=== Excerpted text ===

Measuring the identicality of strings (in Javascript)

In principle this question can be answered language-independent, but specifically I am looking for a Javascript implementation.

Are there any libraries that allow me to measure the "identicality" of two strings? More generally, are there any algorithms that do this, that I could implement (in Javascript)?

Take, as an example, the following string

Abnormal Elasticity of Single-Crystal Magnesiosiderite across the Spin Transition in Earth’s Lower Mantle

And also consider the following, slightly adjusted string. Note the boldface parts that are different

bnormal Elasticity of Single Crystal Magnesio-Siderite across the Spin-Transition in Earths Lower Mantle.

Javascript's native equality operators won't tell you a lot about the relation between these strings. In this particular case, you could match the strings using regex, but in general that only works when you know which differences to expect. If the input strings are random, the generality of this approach breaks down quickly.

Approach... I can imagine writing an algorithm that splits up the input string in an arbitrary amount `N` of substrings, and then matching the target string with all those substrings, and using the amount of matches as a measurement of identicality. But this feels like an unattractive approach, and I wouldn't even want to think about how big O will depend on `N`.

=== Supplied material ===
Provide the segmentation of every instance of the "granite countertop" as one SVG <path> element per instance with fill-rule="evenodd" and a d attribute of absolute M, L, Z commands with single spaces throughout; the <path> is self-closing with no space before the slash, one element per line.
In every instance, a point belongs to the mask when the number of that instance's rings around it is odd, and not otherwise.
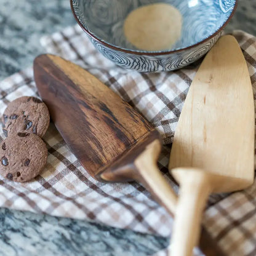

=== Problems and tasks ===
a) Write out the part of the string-similarity post that opens with the words containing "Abnormal Elasticity of" and closes with "breaks down quickly.".
b) Answer these questions from the string-similarity post:
(i) What language does the author want an implementation in?
(ii) In the adjusted string, what form does the word "Abnormal" take?
(iii) In the approach the author imagines, what serves as the measurement of identicality?

=== Task answers ===
a)
Abnormal Elasticity of Single-Crystal Magnesiosiderite across the Spin Transition in Earth’s Lower Mantle

And also consider the following, slightly adjusted string. Note the boldface parts that are different

bnormal Elasticity of Single Crystal Magnesio-Siderite across the Spin-Transition in Earths Lower Mantle.

Javascript's native equality operators won't tell you a lot about the relation between these strings. In this particular case, you could match the strings using regex, but in general that only works when you know which differences to expect. If the input strings are random, the generality of this approach breaks down quickly.

b)
(i) Javascript
(ii) "bnormal"
(iii) The amount of matches between the target string and the substrings